• Exercise objective
Work out how many lines in the records include the word "below", then answer with nothing but that number.

═════ Data to examine ═════

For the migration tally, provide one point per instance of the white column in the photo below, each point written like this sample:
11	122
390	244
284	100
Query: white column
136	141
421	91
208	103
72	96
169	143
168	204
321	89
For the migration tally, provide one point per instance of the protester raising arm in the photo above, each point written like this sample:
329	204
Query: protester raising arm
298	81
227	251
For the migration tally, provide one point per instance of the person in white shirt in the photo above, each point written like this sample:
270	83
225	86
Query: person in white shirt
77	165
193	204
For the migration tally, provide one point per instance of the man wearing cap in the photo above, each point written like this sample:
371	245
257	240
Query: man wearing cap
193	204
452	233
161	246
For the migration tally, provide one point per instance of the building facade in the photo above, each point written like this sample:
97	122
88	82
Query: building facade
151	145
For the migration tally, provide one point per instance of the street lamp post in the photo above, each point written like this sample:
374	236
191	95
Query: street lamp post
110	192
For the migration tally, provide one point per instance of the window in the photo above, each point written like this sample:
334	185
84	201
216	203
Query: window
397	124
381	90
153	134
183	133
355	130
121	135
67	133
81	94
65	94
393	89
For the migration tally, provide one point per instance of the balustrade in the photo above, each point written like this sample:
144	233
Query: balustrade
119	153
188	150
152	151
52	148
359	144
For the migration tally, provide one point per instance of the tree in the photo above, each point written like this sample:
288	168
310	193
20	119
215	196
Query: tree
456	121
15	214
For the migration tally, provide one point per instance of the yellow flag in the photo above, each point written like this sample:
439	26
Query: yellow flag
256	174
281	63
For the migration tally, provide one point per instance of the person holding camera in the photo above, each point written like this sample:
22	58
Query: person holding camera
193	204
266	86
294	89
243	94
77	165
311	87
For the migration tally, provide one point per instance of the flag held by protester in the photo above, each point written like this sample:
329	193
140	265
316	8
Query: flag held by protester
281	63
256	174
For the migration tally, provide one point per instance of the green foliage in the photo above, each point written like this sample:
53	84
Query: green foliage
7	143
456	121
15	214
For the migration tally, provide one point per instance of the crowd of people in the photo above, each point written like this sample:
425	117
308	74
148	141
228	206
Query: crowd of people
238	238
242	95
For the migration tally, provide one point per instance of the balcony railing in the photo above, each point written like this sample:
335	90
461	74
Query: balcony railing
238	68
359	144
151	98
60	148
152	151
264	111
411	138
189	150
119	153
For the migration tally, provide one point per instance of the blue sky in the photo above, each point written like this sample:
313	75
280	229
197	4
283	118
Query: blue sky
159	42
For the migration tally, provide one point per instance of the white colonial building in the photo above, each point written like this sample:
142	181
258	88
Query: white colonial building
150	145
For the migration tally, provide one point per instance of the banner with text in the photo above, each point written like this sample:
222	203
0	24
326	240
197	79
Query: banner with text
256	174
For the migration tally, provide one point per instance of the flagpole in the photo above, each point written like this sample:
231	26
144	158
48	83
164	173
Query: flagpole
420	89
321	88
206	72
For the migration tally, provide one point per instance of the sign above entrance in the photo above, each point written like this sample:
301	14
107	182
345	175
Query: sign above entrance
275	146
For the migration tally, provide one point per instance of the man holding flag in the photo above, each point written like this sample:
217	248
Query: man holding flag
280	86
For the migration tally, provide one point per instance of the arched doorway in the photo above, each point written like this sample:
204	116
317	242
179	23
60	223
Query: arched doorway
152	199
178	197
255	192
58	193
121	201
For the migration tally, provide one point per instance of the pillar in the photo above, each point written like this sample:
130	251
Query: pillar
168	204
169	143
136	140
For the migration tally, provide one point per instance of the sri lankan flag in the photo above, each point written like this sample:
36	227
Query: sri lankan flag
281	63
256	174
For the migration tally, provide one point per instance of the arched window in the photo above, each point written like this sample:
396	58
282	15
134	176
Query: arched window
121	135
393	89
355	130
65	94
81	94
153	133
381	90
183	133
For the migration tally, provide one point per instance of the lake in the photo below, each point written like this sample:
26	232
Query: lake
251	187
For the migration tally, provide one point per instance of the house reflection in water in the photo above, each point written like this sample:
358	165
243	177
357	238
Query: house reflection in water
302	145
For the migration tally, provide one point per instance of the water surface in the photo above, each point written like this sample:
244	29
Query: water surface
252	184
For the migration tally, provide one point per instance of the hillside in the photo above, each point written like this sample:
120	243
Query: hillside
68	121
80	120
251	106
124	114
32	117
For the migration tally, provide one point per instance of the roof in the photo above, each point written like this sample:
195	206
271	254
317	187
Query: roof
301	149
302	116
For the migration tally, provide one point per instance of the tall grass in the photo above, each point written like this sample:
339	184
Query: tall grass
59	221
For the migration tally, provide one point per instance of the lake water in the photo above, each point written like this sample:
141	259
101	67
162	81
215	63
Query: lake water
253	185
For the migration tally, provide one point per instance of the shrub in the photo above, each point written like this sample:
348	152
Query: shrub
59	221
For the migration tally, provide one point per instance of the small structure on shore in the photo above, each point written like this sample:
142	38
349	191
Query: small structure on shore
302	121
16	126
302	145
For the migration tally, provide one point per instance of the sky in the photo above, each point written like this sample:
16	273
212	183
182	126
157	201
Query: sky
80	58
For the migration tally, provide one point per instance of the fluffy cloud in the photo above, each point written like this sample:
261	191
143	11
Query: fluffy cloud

═════

• Written response
2